| Text section |
16 Places in Portland to Drink Coffee Right Now

A steady-handed pour-over at Coava Coffee.
Image: Stuart Mullenberg
Roastmasters
The state of the bean meets the art of the shop at these five destinations.
Coava
Everything to love and parody about Portland swirls in a Coava cup. Never have you seen people more jazzed about the intricacies of soil management. Alice Waters might blush at the company’s farmer hero worship. Owner Matt Higgins grows 30-plus varieties of coffee plants around his office, just to study their agronomy. His goal: to extract every fruity, racy nuance from the single-origin beans. Order a pour-over—hot water theatrically slow-dripped over grounds, twinkling beautifully through a house-made metal cone. Ask for milk if you dare. —KB
Spella Caffè
How OG is Andrea Spella? Eleven years ago, the dude helped pioneer the city’s nanobatch coffee and food truck scenes, serving poetic, lever-pulled espresso drinks from his Spella Caffè cart. At their core: hand-roasted beans calculated to make Italian expats weep, like dense, liquid coffee candy. In 2010, the low-key perfectionist opened a chandelier-lit shoebox hidden along downtown’s bus mall. It’s unchanged today. Excellence runs through everything here, from hand-shaken iced coffee to addictive affogatos gurgling with double shots and creamy gelato swoops. —KB
Sterling
What can you pack into a 200-square-foot space? Espresso flights in single-malt whiskey glasses, candles roaring all day, and, at every jam-packed table, fresh flowers and white linen. If Stumptown is Portland’s wired living room, Sterling is its kitchen, where everyone gathers for friendly coffee craft, endless banter, and luscious cappuccinos. The signature Blendo Stupendo beans are decidedly non-nerdy: chocolaty and nutty. Says co-owner Aric Miller: “We want people to drink a good cup, not revere it.” At Sterling, however, reverence is hard to resist. —KB
Heart
Even here in Drip City, owner Wille Yli-Luoma wins the belt for attention to detail. Each batch is compulsively quantified for a very specific character: light, adventurous, and never, ever boring. The body seems like a sleight-of-hand trick, nearly weightless, yet lush and full. Flavors—especially the outstanding African roasts—push beyond what a bean should taste like. Imagine a peach handpie washed back with a complex wine; that’s a Heart coffee. Get a vanilla latte if you like (many do), but at Heart, the wise take the black. —KB

Kainos Coffee
Image: Stuart Mullenberg
Kainos
Northeast’s Roseway hood was a coffee wasteland until BFFs Marten Boyden and Austin Roberts opened this bright, spartan café in 2016. Now neighbors clamor for the chatty pair’s exuberant yet balanced roasts—consumed via drip, via pour-over, or prepped on the café’s Rocket R9 (plus, heady, bittersweet affogato with dark chocolate ice cream). “This tastes like ‘fruity-berry-yum,’” explains Boyden, as he hands over a cup of house blend. “It’s named Freakin’ Yum.” Damned if he doesn’t nail it. Bonus: the café’s committed to good works—21 percent of proceeds benefit impoverished kids in the Philippines. —KC
The Individualists
It’s their world—you just drink coffee in it.

| Data shown |
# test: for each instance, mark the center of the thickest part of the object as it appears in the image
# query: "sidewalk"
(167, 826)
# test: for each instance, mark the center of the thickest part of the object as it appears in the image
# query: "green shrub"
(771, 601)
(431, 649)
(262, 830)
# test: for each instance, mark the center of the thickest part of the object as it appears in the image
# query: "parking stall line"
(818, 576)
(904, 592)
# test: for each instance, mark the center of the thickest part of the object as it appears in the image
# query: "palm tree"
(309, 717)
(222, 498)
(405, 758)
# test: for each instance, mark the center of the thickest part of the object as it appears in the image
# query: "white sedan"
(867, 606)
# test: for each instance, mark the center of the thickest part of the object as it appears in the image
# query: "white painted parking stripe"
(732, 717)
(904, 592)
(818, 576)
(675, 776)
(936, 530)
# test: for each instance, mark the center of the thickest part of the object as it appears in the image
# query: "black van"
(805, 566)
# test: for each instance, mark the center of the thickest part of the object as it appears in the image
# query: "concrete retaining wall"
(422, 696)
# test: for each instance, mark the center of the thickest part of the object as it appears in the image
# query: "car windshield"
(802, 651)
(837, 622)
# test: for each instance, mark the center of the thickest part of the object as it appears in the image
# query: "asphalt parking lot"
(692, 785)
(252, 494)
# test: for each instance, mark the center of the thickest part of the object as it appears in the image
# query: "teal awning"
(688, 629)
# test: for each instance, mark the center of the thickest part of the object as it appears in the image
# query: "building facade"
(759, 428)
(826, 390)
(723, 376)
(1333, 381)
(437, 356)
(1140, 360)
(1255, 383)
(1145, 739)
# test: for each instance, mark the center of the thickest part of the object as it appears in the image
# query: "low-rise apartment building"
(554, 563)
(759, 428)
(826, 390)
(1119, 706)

| Goals |
a. Transcribe the Portland coffee guide above from "16 Places in" to "these five destinations.".
b. Using the Portland coffee guide above, state whether each statement agrees with it, answering yes or no and quoting the deciding words: (i) Andrea Spella opened his downtown shop in 2010. (ii) Sterling occupies a 300-square-foot space. (iii) Kainos opened in Northeast's Roseway neighborhood in 2014.

| Solution set |
a.
16 Places in Portland to Drink Coffee Right Now

A steady-handed pour-over at Coava Coffee.
Image: Stuart Mullenberg
Roastmasters
The state of the bean meets the art of the shop at these five destinations.

b.
(i) Yes: "In 2010, the low-key perfectionist opened a chandelier-lit shoebox hidden along downtown’s bus mall."
(ii) No: "What can you pack into a 200-square-foot space?"
(iii) No: "until BFFs Marten Boyden and Austin Roberts opened this bright, spartan café in 2016."